== Document extract ==
____

After further discussion, the paid-per-blob model adds too much complexity for unclear benefit. Watchtower blobs are tiny (~300 bytes each), freeloading isn't a real problem, and the enforcement/billing logic is heavy.
New approach: free towers, paid directory.
Watchtower service itself stays free and altruistic, exactly how LND towers already work. No payment protocol between client and tower, no billing, no kicking users. Anyone can run a tower and offer it to others. This matches Bitcoin's ethos: infrastructure as a public good.
The value is in discovery and curation. Finding reliable towers, knowing which are online, comparing uptime. That's the hard problem nobody's solved.
Directory model:
- Tower operators register in the Pocket Tower Directory (pubkey, .onion address, capacity)
- Directory monitors uptime, tracks reliability over time
- Pocket Node users browse the directory from the app
- Free tier: one default community tower, basic directory access
- Paid tier: full directory with uptime stats, multi-tower selection, reliability scores
- Payment via Lightning, subscription or one-time
Why this works better:
- No custom tower software needed: stock LND towers are compatible
- No payment channels between client and tower
- No enforcement headaches (kicking, blocking, grace periods)

____

== Data listing ==
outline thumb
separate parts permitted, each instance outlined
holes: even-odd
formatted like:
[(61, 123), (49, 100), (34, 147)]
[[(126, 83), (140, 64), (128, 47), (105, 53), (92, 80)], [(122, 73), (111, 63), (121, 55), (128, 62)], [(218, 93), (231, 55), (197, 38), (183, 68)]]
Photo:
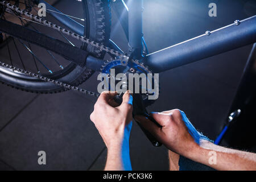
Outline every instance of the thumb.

____

== Actions to take ==
A. Find each line in the records that contains the string "instance", and copy those lines.
B. Continue the note about free watchtowers and a paid tower directory, picking up after its last line.

== Expected responses ==
A.
separate parts permitted, each instance outlined
Outline every instance of the thumb.

B.
- Revenue comes from a service people actually need (discovery) not artificial scarcity
- Easier to build: directory is just an API + health checks
- Tower operators have zero overhead: just run LND with watchtower enabled
Implementation options:
- Simple API server (could run on Umbrel as an app)
- Nostr relay with custom event kinds (decentralised, censorship-resistant)
- Hardcoded community list as bootstrap fallback
The 50% dev fee concept from the original model can apply to directory subscription revenue instead.
- Current: LDK-to-LND watchtower bridge over Tor (working, shipped)
- Next: multi-tower support (push blobs to 2-3 towers instead of one)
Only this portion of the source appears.